*Selected excerpt*

No, seriously. We're fat. - | Lufkin and Nacogdoches, Texas

No, seriously. We're fat.

The CDC says 42 percent of adults will be obese in just 18 years. (Source: CNN) The CDC says 42 percent of adults will be obese in just 18 years. (Source: CNN)

(RNN) – I know, I know. We've heard it all before, haven't we? We, as a country are fat, and getting fatter. But this time, the CDC really means it.

Figures released by the Centers for Disease Control and Prevention (CDC) on Tuesday show we are hurtling toward a national health disaster. The 20-year forecast does not look good.

According to recent studies, more than 4 in 10 Americans will be obese in less than 18 years – and that number does not include children.

  • By 2030, 42 percent of adults in this country will be obese – which means they will have a Body Mass Index of 30 or higher.
  • By 2030, 110 million people will be obese. Today, that number is already 78 million.
  • The number of adults who are 100 pounds or more overweight – the severely obese – will double by 2030, to 11 percent of the population.
  • The numbers do not bode well for children. In 2010, the latest figures available, 17 percent of children and teens were obese.

These figures are expected to add more than $550 billion to health care costs nationwide. Obesity has a direct link to several life-threatening and high-cost illnesses: Heart disease, stroke, hypertension, type 2 diabetes and cancer. In men, it can cause erectile dysfunction.

*Given information*
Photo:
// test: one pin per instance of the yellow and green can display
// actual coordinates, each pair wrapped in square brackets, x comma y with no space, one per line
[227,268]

*Parts of the exercise*
**1.** According to the article on U.S. obesity forecasts, what share of the population will the severely obese make up by 2030?
**2.** Extend the article on U.S. obesity forecasts, picking up after its final sentence.

*Written answers*
**1.** 11 percent

**2.**
"If nothing is done, this is going to really hinder efforts to control health care costs," study co-author Justin Trogdon of RTI International told the Associated Press.

What should be done about it?

A panel assembled by the Institute of Medicine says it's time for blame and responsibility to shift from the individual to the collective.

It's time to reform farm subsidies, consider a soda tax and institute a large-scale overhaul of how we approach food and nutrition in this country.

"People have heard the advice to eat less and move more for years, and during that time a large number of Americans have become obese," committee member Shiriki Kumanyika of the University of Pennsylvania School of Medicine told Reuters.

"That advice will never be out of date. But when you see the increase in obesity you ask, what changed? And the answer is, the environment. The average person cannot maintain a healthy weight in this obesity-promoting environment."